▶ [SOURCE DOCUMENT]:
%%

Lea & Sandeman Italian Tasting

The start of the year are busy tasting months in the wine trade – it seems like there is one every day at times and some of them featuring so many wines that it can be quite overwhelming – especially for the palate! How perfect it was to attend the Italian Tasting of Lea & Sandeman in London recently. The location was the Getty Images Gallery, whose walls were filled with quirky photos.

Not only was it the excellent quality across the board of the wines, but the well-chosen small selection of producers that had been invited, gave them chance to really discuss their wines with visitors.

If you have not yet discovered Lea & Sandeman, they are one of London’s leading Independent Wine Merchants with four Branches in Chelsea, Kensington, Barnes and Chiswick – then you have a treat in store! Their advertising motto is “Most Original Wine Merchants” and that is certainly apt.

%%

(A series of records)

%%

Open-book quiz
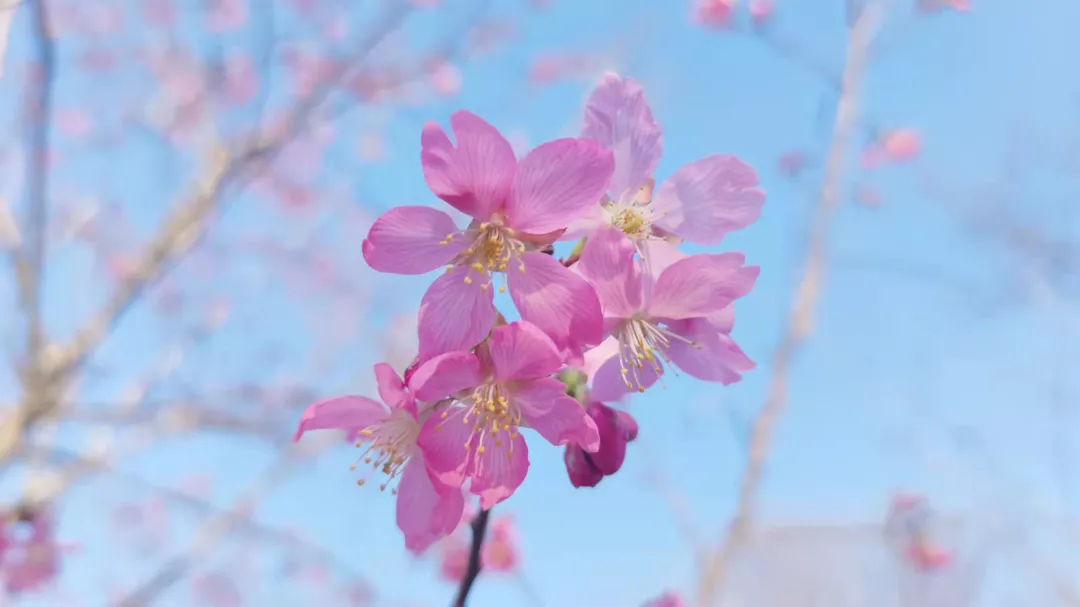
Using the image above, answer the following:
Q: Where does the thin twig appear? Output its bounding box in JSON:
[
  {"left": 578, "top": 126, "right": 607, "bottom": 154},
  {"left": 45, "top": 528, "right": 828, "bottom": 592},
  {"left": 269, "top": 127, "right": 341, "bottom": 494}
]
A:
[
  {"left": 454, "top": 510, "right": 491, "bottom": 607},
  {"left": 698, "top": 0, "right": 890, "bottom": 607}
]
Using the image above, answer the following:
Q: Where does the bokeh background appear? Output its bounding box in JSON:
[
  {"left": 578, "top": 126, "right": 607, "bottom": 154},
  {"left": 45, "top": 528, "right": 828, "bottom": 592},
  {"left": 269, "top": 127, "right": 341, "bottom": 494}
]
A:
[{"left": 0, "top": 0, "right": 1080, "bottom": 607}]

%%

▶ [TASK INSTRUCTIONS]:
1. Quote the wine tasting post in full, word for word.
2. Pull out each line of the records that includes the string "Output".
The records bear no relation to the wine tasting post.

▶ [SOLUTION LIST]:
1.
Lea & Sandeman Italian Tasting

The start of the year are busy tasting months in the wine trade – it seems like there is one every day at times and some of them featuring so many wines that it can be quite overwhelming – especially for the palate! How perfect it was to attend the Italian Tasting of Lea & Sandeman in London recently. The location was the Getty Images Gallery, whose walls were filled with quirky photos.

Not only was it the excellent quality across the board of the wines, but the well-chosen small selection of producers that had been invited, gave them chance to really discuss their wines with visitors.

If you have not yet discovered Lea & Sandeman, they are one of London’s leading Independent Wine Merchants with four Branches in Chelsea, Kensington, Barnes and Chiswick – then you have a treat in store! Their advertising motto is “Most Original Wine Merchants” and that is certainly apt.

2.
Q: Where does the thin twig appear? Output its bounding box in JSON:
Q: Where does the bokeh background appear? Output its bounding box in JSON:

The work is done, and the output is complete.